**Your instructions:** Count the lines in the records below that contain the string "ymax", with case counting, and reply with only the number.

**Data extract:**
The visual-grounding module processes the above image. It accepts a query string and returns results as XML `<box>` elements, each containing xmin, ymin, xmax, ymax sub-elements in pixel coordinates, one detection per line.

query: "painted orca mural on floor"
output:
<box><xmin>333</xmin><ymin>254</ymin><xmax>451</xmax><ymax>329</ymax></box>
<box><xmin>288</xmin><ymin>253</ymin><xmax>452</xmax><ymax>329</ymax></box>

==

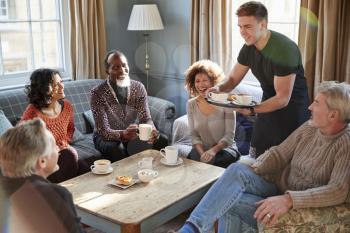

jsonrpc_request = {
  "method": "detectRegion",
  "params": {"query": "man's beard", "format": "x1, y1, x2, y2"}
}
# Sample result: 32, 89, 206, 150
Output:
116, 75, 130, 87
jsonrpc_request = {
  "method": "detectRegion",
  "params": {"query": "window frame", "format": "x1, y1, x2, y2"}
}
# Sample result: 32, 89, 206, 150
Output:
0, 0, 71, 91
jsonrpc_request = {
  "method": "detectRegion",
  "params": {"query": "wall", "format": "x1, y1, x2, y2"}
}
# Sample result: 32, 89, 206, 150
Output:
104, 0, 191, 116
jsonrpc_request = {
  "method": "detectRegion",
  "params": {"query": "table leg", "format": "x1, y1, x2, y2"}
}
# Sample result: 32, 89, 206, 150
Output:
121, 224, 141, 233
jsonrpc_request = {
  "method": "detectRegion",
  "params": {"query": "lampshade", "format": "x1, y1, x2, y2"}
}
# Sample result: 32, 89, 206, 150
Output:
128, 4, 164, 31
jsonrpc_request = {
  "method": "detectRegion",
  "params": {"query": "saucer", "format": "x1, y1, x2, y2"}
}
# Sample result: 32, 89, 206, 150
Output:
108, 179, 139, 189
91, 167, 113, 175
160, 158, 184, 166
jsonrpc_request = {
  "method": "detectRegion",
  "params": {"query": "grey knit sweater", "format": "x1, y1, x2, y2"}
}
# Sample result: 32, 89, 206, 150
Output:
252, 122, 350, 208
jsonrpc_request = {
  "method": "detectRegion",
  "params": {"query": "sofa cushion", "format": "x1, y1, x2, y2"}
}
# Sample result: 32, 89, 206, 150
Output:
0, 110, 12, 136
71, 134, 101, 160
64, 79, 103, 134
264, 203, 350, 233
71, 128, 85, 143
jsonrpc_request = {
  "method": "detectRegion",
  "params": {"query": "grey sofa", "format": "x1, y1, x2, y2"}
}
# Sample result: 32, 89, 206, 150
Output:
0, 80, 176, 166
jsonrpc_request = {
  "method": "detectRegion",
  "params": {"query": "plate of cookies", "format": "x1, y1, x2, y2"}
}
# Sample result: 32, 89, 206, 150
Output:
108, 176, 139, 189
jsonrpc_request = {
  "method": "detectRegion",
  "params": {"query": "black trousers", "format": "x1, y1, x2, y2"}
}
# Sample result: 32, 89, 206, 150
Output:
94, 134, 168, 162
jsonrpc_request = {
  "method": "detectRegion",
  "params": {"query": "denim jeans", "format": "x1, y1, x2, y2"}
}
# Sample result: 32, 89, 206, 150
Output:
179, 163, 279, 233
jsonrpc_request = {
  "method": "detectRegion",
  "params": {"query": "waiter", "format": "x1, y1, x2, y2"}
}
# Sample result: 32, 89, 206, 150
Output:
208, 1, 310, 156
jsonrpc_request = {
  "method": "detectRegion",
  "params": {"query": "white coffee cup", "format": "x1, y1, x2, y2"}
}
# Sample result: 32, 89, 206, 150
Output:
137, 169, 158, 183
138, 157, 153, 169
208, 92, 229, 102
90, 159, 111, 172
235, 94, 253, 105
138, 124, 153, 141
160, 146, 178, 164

**Result for this task:** 3